- [WHAT YOU ARE ASKED TO DO] Reproduce verbatim the part of the lines that opens with the line containing "point_to SHOULD mark one point per instance of the elderly" and closes with the line containing "pixel 135 165", including both of those lines.
[Begin]
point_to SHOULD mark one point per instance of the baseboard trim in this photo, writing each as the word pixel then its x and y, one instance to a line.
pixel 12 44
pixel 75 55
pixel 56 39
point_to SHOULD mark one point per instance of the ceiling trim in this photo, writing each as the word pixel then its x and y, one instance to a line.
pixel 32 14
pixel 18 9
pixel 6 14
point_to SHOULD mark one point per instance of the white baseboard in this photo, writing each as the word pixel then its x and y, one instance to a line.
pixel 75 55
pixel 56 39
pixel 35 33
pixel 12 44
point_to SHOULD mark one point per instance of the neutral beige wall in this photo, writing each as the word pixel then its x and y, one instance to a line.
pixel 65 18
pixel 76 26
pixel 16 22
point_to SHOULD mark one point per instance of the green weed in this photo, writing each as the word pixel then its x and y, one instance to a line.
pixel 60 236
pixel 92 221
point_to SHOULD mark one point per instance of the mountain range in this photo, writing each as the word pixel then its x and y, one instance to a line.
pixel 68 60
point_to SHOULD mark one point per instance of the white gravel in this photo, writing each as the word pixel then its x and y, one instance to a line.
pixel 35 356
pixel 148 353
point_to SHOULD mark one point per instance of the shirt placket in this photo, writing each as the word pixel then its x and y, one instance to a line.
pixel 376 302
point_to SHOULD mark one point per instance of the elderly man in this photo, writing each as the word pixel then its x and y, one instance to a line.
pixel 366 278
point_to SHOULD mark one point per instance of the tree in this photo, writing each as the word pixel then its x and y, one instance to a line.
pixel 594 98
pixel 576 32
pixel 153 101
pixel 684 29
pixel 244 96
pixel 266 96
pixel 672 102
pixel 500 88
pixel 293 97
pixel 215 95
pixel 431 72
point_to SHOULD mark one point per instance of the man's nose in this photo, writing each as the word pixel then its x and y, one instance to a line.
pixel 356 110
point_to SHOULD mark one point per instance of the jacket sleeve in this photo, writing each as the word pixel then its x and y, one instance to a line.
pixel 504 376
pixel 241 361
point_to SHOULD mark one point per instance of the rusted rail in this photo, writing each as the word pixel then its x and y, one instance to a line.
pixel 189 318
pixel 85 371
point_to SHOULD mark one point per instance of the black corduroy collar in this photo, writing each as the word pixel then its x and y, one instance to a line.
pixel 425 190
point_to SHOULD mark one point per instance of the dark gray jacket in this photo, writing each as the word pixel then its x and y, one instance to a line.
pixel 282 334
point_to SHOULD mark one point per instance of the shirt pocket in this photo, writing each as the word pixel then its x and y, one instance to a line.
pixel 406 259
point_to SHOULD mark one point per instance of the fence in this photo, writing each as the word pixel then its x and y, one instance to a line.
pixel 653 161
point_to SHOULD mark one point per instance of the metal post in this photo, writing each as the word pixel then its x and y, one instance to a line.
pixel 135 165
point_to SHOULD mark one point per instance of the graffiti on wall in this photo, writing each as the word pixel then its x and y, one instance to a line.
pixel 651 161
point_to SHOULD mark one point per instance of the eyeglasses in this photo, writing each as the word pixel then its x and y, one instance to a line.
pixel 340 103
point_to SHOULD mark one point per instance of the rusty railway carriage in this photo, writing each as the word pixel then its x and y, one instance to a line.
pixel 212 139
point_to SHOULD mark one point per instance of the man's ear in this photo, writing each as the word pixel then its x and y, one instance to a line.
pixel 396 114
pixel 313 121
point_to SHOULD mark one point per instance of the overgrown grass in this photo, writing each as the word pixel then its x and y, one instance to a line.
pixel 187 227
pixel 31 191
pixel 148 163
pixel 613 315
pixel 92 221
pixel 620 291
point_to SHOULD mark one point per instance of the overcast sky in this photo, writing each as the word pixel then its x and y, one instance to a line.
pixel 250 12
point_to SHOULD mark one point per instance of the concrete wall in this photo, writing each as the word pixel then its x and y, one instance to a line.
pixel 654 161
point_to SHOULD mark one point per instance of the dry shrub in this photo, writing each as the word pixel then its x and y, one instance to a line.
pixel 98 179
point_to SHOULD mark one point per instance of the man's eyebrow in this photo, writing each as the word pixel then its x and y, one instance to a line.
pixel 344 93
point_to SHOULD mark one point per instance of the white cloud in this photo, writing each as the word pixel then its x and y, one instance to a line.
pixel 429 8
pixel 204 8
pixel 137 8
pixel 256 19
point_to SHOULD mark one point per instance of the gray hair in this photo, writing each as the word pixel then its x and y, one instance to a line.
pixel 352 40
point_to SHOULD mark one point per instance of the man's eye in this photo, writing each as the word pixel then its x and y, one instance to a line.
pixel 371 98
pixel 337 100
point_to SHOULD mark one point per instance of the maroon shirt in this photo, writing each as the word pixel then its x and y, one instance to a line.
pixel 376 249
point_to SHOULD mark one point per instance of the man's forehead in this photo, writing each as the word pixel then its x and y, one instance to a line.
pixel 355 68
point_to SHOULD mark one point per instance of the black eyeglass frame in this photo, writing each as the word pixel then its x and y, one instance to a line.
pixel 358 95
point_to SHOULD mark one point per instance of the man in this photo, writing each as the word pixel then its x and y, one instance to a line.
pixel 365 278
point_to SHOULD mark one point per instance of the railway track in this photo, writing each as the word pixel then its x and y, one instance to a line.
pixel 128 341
[End]
- [FULL RESPONSE]
point_to SHOULD mark one point per instance of the elderly man in this photo, writing each as the word pixel then its x and y, one instance to a line.
pixel 366 278
point_to SHOULD mark one point per instance of the tree in this photo, writing each as the word pixel then its x and y, one instance to a line.
pixel 594 98
pixel 576 32
pixel 153 101
pixel 684 29
pixel 244 96
pixel 266 96
pixel 672 102
pixel 500 88
pixel 293 97
pixel 215 95
pixel 431 72
point_to SHOULD mark one point per instance of the man's nose in this photo, writing each as the word pixel then its x and y, one instance to a line.
pixel 356 110
point_to SHOULD mark one point per instance of the jacket sleeve in this photo, writing each as the word pixel then its x and y, one instance to a line.
pixel 504 376
pixel 241 361
point_to SHOULD mark one point per instance of the rusted rail in this photo, writing each as the word pixel then its x and y, one instance to a line.
pixel 189 318
pixel 85 371
point_to SHOULD mark one point per instance of the black corduroy collar in this photo, writing each as the word pixel then its x and y, one instance to a line.
pixel 425 190
point_to SHOULD mark one point per instance of the dark gray jacket in this photo, writing each as the word pixel then its x and y, one instance to a line.
pixel 282 334
point_to SHOULD mark one point per instance of the shirt pocket in this photo, writing each as the word pixel then its x and y, one instance to a line.
pixel 406 259
point_to SHOULD mark one point per instance of the fence in this photo, writing each as the word pixel then its x and y, one instance to a line.
pixel 653 161
point_to SHOULD mark one point per instance of the metal post in this photo, writing each as the word pixel then its x and y, one instance to a line.
pixel 135 165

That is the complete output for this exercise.